EXERCISE: Reproduce all of the data below word for word, with no changes.

PROVIDED DATA:
((

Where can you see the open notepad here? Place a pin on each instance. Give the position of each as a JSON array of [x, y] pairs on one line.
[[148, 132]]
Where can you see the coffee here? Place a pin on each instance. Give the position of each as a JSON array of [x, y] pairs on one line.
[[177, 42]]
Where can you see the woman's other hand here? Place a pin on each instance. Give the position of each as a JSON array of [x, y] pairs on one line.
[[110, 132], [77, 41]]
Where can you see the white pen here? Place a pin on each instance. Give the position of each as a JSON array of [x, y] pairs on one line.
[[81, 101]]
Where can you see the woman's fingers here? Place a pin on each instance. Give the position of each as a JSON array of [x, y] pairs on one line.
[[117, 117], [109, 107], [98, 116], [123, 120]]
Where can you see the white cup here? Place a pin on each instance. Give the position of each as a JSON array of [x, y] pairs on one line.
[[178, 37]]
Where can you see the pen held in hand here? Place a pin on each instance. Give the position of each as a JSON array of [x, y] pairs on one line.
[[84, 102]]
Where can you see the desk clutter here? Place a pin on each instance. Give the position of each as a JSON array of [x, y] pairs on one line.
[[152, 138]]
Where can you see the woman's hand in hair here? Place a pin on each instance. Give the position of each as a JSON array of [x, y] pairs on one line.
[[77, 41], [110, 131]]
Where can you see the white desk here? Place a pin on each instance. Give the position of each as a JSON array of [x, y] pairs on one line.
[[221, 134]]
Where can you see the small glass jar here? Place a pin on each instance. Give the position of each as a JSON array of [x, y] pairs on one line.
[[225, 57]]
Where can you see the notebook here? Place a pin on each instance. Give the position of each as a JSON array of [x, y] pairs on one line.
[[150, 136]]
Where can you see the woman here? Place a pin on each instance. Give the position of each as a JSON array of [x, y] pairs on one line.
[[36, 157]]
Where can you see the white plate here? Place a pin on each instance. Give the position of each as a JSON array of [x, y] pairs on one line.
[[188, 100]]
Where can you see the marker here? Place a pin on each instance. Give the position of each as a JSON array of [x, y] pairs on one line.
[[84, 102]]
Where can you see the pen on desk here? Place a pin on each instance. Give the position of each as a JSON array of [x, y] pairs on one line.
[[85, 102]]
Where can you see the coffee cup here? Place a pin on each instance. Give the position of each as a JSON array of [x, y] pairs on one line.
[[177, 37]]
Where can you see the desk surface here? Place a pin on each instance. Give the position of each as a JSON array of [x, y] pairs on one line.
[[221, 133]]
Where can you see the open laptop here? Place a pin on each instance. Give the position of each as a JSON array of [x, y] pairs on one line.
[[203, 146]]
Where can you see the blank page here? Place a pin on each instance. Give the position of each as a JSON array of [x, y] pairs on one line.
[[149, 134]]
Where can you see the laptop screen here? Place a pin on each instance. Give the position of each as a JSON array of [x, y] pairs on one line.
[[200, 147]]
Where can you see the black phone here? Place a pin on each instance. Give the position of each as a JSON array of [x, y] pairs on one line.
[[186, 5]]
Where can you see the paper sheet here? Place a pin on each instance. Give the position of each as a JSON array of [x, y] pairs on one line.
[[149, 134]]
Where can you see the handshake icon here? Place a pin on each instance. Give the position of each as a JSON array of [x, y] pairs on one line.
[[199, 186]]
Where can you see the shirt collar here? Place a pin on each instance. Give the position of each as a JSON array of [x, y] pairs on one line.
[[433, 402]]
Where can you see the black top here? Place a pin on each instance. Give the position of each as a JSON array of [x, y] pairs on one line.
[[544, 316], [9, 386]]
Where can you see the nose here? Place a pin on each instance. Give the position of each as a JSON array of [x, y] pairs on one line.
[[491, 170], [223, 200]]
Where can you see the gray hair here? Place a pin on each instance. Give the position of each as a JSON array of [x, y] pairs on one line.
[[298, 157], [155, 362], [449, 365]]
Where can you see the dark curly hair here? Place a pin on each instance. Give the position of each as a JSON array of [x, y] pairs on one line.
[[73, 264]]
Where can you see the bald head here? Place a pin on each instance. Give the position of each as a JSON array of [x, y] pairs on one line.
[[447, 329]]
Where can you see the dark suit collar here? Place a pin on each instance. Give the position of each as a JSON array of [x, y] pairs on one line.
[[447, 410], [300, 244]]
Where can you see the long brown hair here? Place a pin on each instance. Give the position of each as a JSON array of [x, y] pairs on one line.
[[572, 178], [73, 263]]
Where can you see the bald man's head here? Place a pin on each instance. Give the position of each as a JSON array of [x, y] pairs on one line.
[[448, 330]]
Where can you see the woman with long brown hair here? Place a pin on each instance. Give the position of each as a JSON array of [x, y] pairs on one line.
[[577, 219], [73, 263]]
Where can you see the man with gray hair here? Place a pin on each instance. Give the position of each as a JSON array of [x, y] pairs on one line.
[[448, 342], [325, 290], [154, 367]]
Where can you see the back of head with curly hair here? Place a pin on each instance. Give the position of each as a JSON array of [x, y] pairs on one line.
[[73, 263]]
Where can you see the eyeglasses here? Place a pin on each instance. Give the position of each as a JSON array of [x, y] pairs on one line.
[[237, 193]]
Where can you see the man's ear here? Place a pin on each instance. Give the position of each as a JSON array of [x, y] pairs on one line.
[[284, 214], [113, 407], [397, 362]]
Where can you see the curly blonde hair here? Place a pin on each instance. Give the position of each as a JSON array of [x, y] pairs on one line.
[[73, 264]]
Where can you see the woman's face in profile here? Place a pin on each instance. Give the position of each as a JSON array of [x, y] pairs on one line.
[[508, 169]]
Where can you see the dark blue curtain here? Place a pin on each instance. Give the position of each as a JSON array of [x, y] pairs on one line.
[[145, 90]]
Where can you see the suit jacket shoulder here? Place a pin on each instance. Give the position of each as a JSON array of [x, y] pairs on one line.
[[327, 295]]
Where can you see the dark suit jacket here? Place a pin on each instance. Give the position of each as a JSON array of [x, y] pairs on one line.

))

RESPONSE:
Where can you see the open notepad here? Place a pin on each instance. Give the position of each as a JSON array of [x, y] pairs on one line.
[[148, 132]]
Where can you see the coffee here? Place a pin on each instance. Give the position of each as a JSON array of [x, y] pairs on one line.
[[177, 42]]
Where can you see the woman's other hand here? Place a pin on each instance. Give the position of each as a JSON array of [x, y] pairs on one line.
[[110, 132], [77, 41]]
Where can you see the white pen here? Place a pin on each instance. Give the position of each as a JSON array of [x, y] pairs on one line.
[[81, 101]]
Where can you see the woman's fingers here? Place a pin on each instance. Give the position of each as a JSON array of [x, y] pairs on one line.
[[117, 117], [109, 107], [98, 116], [123, 120]]
Where can you see the white cup here? Place a pin on each instance. Give the position of each as a JSON array of [x, y] pairs on one line.
[[178, 37]]
Where can you see the pen held in hand here? Place a pin on each instance. Give the position of each as a JSON array of [x, y] pairs on one line.
[[84, 102]]
Where can you see the desk clutter here? Place a pin on each instance. Give the position of each as a JSON array of [x, y] pairs on one line.
[[152, 138]]
Where can you see the woman's hand in hair here? Place a pin on each instance. Give the position of each as a JSON array of [x, y] pairs on one line.
[[77, 41], [110, 131]]
Where can you see the white desk here? Place a pin on each instance. Give the position of each as a JSON array of [x, y] pairs on one line.
[[221, 134]]
Where can you see the small glass jar here? Place a pin on each instance. Give the position of each as a JSON array of [x, y] pairs on one line.
[[225, 57]]
Where can you see the notebook here? Place a pin on each instance. Give the position of each as a JSON array of [x, y] pairs on one line.
[[150, 136]]
Where can you see the woman here? Place a pin on each instance. Give the position of each as a JSON array of [x, y] pairs on one line.
[[36, 157]]
Where can you see the white plate here? Place a pin on each instance. Give the position of each as a JSON array of [x, y] pairs on one line.
[[188, 100]]
Where can you see the marker here? Place a pin on each instance. Give the position of each as a JSON array of [x, y] pairs on one line.
[[84, 102]]
Where can you see the pen on desk here? Place a pin on each instance. Give the position of each as a JSON array of [x, y] pairs on one line.
[[85, 102]]
Where can you see the coffee cup here? Place a pin on each instance. Give the position of each as a JSON array of [x, y] pairs on one line.
[[177, 37]]
Where can you see the desk surface here? Place a pin on each instance. Give the position of each as a JSON array of [x, y] pairs on one line.
[[221, 133]]
Where can you see the open laptop here? Place a pin on each instance. Give the position of each as a JSON array of [x, y] pairs on one line.
[[203, 146]]
Where can you see the blank page here? Place a pin on each instance. Give the position of each as a JSON array of [x, y] pairs on one line.
[[149, 134]]
Where can you see the laptop screen here? Place a pin on each instance. Give the position of each as a JSON array of [x, y] pairs on one line.
[[200, 147]]
Where can you see the black phone here? Place a pin on each instance. Give the position of each as a JSON array of [x, y] pairs on one line.
[[186, 5]]
Where can you see the paper sheet here? Place a pin on each instance. Give the position of each as a JSON array of [x, y] pairs on one line.
[[149, 134]]
Where can you see the handshake icon here? Place a pin on each instance. Give the position of each as a JSON array of [x, y] pairs on one line.
[[199, 186]]
Where can you see the shirt collar here? Place a pin on each instance. Give the position of each as a JSON array of [x, y] pairs on one line.
[[433, 402]]
Where can you see the black top here? Place a pin on each instance. Give the position of each as a JSON array of [x, y] pairs on one line.
[[544, 316], [9, 386]]
Where can you see the nose here? Place a pin on each instance. Give the position of each as a JSON array of [x, y] pairs on one line.
[[491, 170], [223, 200]]
Where can you see the gray hair here? Place a pin on each instance. Give the position of each as a JSON array of [x, y] pairs on one line.
[[298, 157], [155, 362], [449, 365]]
Where can you see the dark curly hair here? Place a pin on each instance. Give the position of each as a JSON array of [x, y] pairs on one line.
[[73, 264]]
Where can you see the bald head here? Place a pin on each instance. Give the position of each as a JSON array of [x, y] pairs on one line.
[[447, 329]]
Where can you see the dark suit collar here? Place a pin on each instance. Give the position of each as a JSON array of [x, y] pairs on one line.
[[447, 410], [300, 244]]
Where can you see the long brown hair here? Place a pin on each instance. Give the position of each as a JSON array of [x, y] pairs on one line.
[[572, 178], [73, 263]]
Where can you see the bald man's head here? Place a pin on each instance. Give the position of each as a JSON array of [x, y] pairs on one line.
[[448, 330]]
Where can you see the woman with long brown hair here? Place a pin on each instance. Give the position of each as a JSON array of [x, y] pairs on one line.
[[577, 219], [73, 263]]
Where can you see the man with gray hair here? Place a pin on each instance. Give the position of each as a JSON array of [x, y] pairs on one line.
[[448, 342], [325, 290], [154, 367]]
Where can you see the back of head with curly hair here? Place a pin on each instance. Give the position of each as a JSON array of [x, y] pairs on one line.
[[73, 263]]
Where can you see the eyeglasses here? Place a pin on each instance. Give the position of each as a JSON array of [x, y] pairs on one line.
[[237, 193]]
Where can you see the man's ear here? Place a pin on each instance. Give the position of each as a JSON array of [x, y] pairs on one line.
[[284, 214], [113, 407], [397, 362]]
Where can you see the curly blonde hair here? Place a pin on each instance. Give the position of each as a JSON array of [x, y] pairs on one line.
[[73, 264]]
Where can you see the woman's face in profile here? Place a pin on each instance. Give the position of each as a JSON array of [x, y] pairs on one line.
[[508, 169]]
Where can you see the dark blue curtain here? Place a pin on each instance. Give the position of each as a JSON array of [x, y] pairs on one line.
[[145, 90]]
Where can you see the suit jacket shoulder here? Place a pin on each instance. Give the position of each as a JSON array of [x, y] pairs on one line.
[[327, 295]]
Where can you see the dark suit jacket here? Place a pin on each instance. Give the position of each as a JSON array of [x, y] pairs on one line.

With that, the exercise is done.